WHAT IS REQUIRED ▸ From the line with "point: sea -- one" to the last line of the material, both inclusive, transcribe every line exactly and nothing else.

EXERCISE DATA ▸

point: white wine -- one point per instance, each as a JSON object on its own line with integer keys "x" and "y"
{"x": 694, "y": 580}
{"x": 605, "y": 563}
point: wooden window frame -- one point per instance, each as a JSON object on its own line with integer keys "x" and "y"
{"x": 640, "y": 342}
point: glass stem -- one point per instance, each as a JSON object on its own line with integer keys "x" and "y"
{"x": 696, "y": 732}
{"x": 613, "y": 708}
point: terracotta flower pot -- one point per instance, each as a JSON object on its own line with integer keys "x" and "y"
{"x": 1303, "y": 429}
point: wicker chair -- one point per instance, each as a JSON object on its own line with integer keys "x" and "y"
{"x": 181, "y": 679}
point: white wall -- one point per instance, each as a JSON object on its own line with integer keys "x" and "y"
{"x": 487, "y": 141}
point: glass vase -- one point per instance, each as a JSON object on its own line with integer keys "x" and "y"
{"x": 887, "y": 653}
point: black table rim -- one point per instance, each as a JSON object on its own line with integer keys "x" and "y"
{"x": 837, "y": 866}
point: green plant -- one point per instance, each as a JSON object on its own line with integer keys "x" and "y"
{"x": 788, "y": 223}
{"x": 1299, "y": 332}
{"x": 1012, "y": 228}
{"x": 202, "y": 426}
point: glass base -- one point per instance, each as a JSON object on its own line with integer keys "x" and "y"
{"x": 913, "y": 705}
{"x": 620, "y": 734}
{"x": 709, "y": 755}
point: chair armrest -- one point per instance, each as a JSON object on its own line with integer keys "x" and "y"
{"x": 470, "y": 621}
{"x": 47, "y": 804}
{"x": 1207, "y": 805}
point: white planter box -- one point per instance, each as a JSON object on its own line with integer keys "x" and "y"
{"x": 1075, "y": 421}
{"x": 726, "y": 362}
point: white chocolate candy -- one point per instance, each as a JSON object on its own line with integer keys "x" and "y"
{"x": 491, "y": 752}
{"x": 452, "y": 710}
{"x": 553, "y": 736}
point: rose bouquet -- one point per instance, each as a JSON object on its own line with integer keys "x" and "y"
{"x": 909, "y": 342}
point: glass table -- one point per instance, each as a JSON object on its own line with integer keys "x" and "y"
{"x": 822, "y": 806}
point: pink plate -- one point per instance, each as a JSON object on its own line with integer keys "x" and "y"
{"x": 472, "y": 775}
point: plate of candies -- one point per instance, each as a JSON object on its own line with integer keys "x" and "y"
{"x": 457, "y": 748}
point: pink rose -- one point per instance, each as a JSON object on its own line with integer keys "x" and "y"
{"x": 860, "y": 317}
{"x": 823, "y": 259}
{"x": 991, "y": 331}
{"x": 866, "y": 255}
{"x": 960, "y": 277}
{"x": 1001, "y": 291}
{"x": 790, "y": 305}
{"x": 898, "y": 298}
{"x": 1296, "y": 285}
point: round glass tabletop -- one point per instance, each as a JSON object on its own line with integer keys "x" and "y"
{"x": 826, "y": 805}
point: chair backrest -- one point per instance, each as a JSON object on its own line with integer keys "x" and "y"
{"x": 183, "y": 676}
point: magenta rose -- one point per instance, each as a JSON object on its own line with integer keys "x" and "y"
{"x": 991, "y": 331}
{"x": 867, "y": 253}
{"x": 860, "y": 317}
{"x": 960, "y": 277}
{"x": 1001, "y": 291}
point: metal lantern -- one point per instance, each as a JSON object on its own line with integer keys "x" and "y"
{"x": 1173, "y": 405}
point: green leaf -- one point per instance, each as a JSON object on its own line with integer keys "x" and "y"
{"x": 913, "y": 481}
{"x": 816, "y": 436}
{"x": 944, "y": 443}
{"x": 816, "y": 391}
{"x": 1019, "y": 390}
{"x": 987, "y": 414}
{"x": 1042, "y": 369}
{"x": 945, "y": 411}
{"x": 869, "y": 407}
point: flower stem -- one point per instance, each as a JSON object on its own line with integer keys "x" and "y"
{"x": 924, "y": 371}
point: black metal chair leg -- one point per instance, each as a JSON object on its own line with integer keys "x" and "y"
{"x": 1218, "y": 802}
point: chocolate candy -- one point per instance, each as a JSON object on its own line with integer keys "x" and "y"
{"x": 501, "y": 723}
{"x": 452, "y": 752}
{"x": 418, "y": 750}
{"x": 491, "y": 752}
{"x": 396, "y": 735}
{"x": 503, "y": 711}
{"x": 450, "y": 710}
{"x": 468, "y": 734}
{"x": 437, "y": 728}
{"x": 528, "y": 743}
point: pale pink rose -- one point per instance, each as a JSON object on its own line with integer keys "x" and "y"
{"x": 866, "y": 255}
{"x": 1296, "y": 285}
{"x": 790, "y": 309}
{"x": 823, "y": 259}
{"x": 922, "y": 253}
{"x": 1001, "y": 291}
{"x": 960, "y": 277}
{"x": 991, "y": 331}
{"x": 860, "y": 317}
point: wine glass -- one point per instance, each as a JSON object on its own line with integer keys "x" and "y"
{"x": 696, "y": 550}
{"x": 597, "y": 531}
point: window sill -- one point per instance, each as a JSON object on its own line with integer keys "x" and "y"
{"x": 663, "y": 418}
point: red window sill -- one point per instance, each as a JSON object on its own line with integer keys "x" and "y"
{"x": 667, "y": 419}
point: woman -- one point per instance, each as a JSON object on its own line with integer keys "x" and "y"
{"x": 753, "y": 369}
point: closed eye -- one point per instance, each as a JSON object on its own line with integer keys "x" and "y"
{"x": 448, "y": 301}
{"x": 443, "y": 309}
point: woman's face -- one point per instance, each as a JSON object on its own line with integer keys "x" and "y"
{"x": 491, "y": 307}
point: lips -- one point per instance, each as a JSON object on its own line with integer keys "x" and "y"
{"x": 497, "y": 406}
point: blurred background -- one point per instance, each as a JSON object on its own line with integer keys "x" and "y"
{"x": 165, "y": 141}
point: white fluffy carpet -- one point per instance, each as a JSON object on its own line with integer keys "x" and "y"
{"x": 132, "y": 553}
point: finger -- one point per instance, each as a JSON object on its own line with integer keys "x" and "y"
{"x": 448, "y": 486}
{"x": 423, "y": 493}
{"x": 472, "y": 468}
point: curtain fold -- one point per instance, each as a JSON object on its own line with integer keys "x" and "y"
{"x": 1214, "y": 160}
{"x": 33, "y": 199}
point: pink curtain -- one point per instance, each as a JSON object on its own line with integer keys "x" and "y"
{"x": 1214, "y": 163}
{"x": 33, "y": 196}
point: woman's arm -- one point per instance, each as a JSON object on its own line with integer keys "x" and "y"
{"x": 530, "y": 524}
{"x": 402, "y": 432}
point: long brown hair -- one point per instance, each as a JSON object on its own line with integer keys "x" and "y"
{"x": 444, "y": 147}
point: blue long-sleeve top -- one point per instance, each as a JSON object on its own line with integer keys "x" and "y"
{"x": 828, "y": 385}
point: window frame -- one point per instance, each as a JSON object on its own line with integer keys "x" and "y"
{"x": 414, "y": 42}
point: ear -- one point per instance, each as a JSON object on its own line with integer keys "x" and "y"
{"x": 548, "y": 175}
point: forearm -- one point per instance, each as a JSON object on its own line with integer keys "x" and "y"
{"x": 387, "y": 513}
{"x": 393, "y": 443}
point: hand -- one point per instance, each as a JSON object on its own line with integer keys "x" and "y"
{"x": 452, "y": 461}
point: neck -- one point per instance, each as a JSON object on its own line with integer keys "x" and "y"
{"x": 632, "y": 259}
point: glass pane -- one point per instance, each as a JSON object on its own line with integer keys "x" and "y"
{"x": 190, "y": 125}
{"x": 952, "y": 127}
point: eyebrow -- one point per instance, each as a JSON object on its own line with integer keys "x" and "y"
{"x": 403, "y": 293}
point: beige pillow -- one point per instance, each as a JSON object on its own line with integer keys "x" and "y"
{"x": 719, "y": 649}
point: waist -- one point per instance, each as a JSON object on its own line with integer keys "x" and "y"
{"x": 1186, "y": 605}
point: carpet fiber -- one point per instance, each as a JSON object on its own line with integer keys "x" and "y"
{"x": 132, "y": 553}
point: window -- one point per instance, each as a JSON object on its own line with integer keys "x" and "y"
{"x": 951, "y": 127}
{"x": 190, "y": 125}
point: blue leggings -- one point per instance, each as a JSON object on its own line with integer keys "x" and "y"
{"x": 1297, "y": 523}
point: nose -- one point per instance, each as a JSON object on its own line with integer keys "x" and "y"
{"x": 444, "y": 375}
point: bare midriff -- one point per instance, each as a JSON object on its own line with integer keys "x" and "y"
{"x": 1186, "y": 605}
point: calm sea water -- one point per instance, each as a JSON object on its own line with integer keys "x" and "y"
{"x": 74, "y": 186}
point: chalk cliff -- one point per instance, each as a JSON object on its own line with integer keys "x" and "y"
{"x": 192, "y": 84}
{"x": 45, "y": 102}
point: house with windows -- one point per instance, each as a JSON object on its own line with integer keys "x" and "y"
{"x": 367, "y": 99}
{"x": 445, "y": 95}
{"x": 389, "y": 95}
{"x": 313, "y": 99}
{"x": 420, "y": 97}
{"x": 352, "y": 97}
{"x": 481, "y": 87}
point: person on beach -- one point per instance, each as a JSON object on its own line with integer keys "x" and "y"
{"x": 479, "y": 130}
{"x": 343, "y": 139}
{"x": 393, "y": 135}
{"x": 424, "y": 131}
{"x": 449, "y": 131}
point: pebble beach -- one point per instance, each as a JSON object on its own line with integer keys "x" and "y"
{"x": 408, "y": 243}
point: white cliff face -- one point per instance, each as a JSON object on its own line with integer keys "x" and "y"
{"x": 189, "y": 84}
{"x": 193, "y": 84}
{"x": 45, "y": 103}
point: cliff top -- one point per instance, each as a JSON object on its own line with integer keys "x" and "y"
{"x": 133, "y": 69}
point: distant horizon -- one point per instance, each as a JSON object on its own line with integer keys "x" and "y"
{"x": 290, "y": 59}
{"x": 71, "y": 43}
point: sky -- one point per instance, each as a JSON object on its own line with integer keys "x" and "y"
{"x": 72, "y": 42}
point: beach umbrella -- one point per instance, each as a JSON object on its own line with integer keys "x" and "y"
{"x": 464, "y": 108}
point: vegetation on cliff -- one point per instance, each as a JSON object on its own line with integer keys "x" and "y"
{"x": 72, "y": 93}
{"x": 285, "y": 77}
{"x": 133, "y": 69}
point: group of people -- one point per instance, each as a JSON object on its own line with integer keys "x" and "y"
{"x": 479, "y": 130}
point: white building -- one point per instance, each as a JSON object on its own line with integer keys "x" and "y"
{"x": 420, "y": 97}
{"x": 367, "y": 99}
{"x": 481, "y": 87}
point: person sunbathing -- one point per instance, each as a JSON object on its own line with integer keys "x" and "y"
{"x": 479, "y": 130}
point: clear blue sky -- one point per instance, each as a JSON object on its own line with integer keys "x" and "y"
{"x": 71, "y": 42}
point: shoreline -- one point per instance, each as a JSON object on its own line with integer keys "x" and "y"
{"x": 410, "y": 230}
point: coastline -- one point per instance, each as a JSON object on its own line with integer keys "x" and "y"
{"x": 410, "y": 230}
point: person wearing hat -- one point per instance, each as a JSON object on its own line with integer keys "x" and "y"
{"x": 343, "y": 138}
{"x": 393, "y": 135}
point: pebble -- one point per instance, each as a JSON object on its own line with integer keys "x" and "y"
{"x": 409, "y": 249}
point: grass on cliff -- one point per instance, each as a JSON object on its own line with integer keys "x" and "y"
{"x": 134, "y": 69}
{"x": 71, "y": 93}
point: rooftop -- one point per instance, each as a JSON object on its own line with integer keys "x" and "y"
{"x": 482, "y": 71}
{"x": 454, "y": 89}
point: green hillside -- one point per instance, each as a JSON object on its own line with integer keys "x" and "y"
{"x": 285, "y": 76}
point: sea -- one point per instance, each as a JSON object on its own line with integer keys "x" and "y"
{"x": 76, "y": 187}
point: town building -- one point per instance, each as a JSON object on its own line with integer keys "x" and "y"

RESPONSE FOR THIS EXERCISE ▸
point: sea -- one point per instance, each as a JSON object on its own line with integer keys "x" and "y"
{"x": 76, "y": 187}
point: town building -- one point per instance, each as a JSON object on its own line with integer keys "x" and "y"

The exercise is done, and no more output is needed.